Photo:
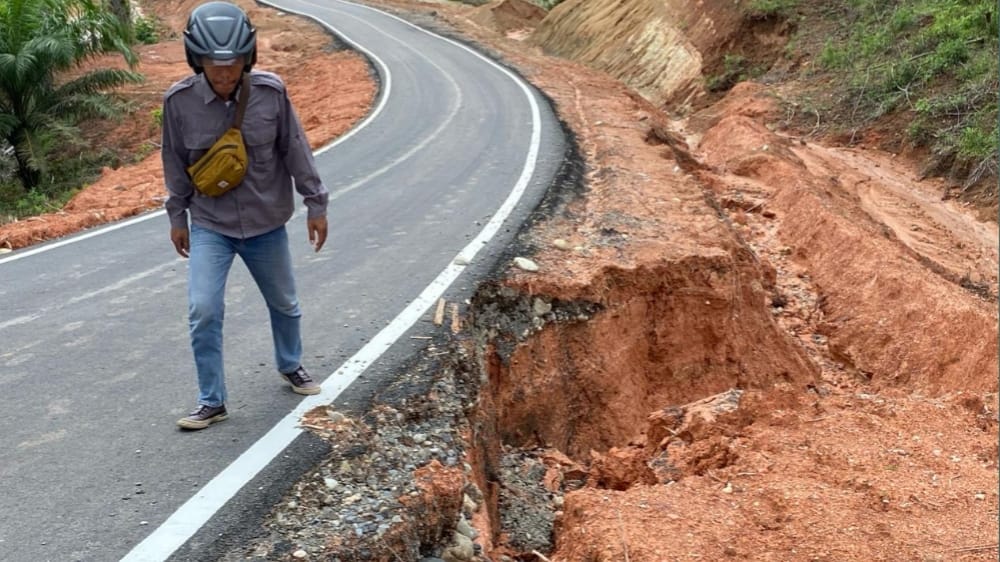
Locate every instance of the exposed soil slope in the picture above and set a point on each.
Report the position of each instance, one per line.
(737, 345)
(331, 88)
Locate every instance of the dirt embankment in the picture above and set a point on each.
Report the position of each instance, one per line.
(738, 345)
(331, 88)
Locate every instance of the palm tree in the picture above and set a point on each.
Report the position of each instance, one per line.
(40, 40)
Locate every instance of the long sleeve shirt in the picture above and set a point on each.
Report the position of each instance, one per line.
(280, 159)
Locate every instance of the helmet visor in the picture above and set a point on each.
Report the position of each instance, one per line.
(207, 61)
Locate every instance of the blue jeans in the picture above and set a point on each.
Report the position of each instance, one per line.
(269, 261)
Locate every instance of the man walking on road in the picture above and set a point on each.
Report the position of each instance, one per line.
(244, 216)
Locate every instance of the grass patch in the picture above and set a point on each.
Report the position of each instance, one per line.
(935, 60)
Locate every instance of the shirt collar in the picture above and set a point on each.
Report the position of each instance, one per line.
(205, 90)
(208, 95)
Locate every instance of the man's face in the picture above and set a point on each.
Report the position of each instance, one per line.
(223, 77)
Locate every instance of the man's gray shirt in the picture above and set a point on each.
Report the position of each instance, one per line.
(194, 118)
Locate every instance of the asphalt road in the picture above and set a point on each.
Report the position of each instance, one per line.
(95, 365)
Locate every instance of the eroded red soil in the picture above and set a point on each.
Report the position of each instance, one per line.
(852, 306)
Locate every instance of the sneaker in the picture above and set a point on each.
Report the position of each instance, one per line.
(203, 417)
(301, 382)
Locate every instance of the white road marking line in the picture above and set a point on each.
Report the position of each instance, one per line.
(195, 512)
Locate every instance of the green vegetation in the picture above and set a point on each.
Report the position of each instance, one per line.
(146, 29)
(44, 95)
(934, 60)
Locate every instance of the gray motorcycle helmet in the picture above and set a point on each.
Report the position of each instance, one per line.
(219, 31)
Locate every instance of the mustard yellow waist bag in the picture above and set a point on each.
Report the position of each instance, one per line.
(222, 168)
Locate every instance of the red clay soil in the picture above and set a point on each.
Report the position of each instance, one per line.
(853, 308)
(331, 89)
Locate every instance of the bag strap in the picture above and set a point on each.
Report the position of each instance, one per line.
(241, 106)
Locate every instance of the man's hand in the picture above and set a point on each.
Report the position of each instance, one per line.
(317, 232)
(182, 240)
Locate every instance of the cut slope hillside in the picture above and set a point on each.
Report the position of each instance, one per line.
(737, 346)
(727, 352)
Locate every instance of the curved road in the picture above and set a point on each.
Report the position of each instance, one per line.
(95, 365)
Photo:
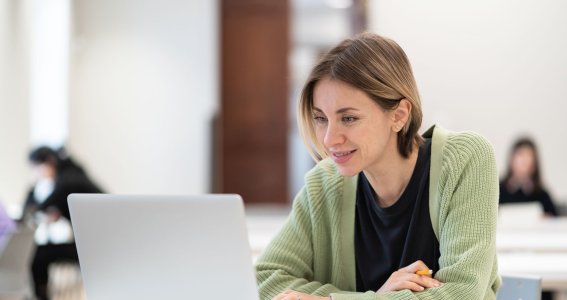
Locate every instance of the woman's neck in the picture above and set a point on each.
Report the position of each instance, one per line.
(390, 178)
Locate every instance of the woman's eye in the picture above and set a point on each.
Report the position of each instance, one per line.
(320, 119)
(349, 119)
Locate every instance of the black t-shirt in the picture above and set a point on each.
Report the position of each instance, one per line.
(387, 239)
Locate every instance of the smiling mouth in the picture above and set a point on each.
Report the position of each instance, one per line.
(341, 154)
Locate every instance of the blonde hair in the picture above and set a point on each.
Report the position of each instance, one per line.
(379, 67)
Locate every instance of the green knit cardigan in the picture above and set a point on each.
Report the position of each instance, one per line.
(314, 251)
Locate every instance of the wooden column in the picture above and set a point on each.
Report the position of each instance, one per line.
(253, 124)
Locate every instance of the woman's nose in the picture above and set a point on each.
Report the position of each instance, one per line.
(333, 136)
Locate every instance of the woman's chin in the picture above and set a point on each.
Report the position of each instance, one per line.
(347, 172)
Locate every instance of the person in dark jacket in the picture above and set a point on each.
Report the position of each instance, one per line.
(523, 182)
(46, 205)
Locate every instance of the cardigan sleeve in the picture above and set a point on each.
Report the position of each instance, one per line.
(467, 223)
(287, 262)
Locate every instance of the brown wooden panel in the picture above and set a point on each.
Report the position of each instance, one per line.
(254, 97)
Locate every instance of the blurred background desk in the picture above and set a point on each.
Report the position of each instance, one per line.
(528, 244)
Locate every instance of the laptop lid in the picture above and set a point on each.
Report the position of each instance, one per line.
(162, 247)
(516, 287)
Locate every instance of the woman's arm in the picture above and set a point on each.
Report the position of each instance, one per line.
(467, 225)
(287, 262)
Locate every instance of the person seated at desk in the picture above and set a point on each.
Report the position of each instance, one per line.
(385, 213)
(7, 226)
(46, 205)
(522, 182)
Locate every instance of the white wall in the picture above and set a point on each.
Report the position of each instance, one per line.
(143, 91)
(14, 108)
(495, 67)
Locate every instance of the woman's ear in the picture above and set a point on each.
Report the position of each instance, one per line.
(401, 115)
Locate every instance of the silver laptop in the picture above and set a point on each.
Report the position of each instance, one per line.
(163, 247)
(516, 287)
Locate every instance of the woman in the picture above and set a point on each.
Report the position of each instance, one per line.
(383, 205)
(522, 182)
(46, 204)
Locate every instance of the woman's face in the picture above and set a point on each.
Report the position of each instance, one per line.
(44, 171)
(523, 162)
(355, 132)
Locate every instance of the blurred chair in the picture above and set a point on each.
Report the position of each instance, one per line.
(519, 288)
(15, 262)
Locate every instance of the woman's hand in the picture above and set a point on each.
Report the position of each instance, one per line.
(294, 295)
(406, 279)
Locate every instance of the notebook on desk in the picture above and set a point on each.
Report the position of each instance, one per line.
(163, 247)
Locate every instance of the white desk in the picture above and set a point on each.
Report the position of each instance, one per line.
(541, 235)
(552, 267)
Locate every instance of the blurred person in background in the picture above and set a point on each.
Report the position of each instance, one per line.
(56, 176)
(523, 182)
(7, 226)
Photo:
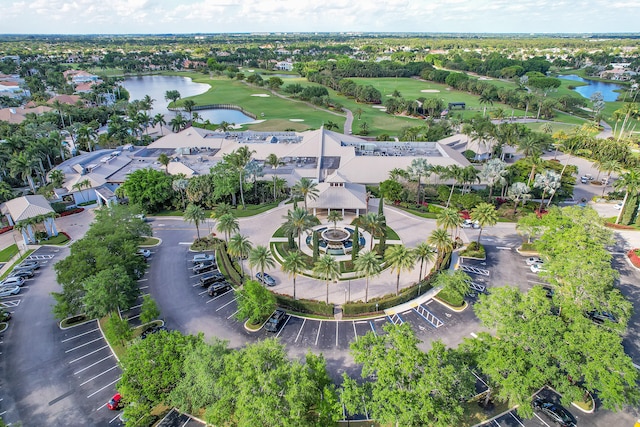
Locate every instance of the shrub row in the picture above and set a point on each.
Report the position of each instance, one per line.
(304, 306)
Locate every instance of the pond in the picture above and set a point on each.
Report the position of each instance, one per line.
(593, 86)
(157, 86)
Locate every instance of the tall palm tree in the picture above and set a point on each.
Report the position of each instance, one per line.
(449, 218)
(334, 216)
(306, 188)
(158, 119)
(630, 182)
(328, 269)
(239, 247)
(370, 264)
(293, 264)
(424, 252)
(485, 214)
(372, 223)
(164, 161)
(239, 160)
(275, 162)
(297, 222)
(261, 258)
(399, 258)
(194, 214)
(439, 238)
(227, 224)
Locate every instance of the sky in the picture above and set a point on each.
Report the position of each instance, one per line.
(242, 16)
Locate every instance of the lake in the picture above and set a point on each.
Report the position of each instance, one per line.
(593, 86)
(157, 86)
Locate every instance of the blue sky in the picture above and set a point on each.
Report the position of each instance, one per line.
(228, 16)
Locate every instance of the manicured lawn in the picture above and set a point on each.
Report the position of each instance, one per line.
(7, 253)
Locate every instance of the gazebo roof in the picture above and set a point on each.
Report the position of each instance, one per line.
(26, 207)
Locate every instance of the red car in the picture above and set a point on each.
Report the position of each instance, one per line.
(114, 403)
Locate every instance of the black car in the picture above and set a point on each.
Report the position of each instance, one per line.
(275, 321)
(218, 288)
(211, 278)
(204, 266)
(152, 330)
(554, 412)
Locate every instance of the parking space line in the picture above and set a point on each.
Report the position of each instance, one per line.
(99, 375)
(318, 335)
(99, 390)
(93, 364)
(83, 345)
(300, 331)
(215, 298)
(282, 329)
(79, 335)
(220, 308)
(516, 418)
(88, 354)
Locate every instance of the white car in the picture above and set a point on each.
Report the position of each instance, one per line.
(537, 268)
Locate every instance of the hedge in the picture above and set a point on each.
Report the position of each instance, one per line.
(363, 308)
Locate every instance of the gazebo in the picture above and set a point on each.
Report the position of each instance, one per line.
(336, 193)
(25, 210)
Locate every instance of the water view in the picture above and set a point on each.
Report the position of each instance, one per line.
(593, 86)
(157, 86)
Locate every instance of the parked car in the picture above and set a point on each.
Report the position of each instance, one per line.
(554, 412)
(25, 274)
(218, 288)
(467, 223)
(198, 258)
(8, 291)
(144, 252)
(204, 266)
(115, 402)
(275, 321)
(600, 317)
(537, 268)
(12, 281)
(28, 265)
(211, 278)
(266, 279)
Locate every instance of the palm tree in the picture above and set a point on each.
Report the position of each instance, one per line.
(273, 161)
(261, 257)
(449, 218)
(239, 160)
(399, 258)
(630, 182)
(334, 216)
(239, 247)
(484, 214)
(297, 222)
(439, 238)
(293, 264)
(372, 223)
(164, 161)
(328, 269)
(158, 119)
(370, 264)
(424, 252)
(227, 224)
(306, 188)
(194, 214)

━━━━━━━━━━━━━━━━

* _Work to be completed_:
Give the items from the line with "Locate every instance of the black car" through the end of the items as a two-column CSV, one row per item, with the columns item_text and item_answer. Put each field in double quotes, and turn any line breaks within a field into spaces.

* _Complete answer_:
item_text,item_answer
"Locate every instance of the black car in the picture above and set a point on each. Report the position of each instance, one per line.","(275, 321) (218, 288) (211, 278) (204, 266) (152, 330) (554, 412)"
"Locate every instance of the parking space line in the picture above and set a point on each. Report the position of each instance, one per line.","(99, 375) (318, 335) (99, 390) (93, 364) (83, 345) (300, 331) (215, 298) (282, 329) (79, 335) (220, 308) (516, 418) (88, 354)"
"Locate every instance of the white car in the picture above and set a point on each. Report the position of each instance, one per line.","(537, 268)"
"Locate every instance of the hedge in the picture above and set a point on each. Report the position of each instance, one per line.","(363, 308)"
"Locate every instance of the gazebo in the picture above and set a point on each. Report the position of each instance, one per line.","(336, 193) (25, 210)"
"Locate every instance of the water view in the picture above and set a point on each. Report the position of each instance, one per line.","(593, 86) (157, 86)"
"Locate every instance of the parked car in the picture above and set a point on each. Report the position of each instance, one per line.","(554, 412) (25, 274) (218, 288) (467, 223) (198, 258) (8, 291) (144, 252) (204, 266) (115, 402) (275, 321) (600, 317) (537, 268) (12, 281) (28, 265) (211, 278) (266, 279)"
"Locate every instance of the palm tree in the picture above and set a point on each. Report the position of each instance, one per line.","(273, 161) (261, 257) (449, 218) (239, 160) (399, 258) (630, 182) (334, 216) (239, 247) (484, 214) (297, 222) (439, 238) (293, 264) (372, 223) (164, 161) (328, 269) (158, 119) (370, 264) (424, 252) (227, 224) (306, 188) (194, 214)"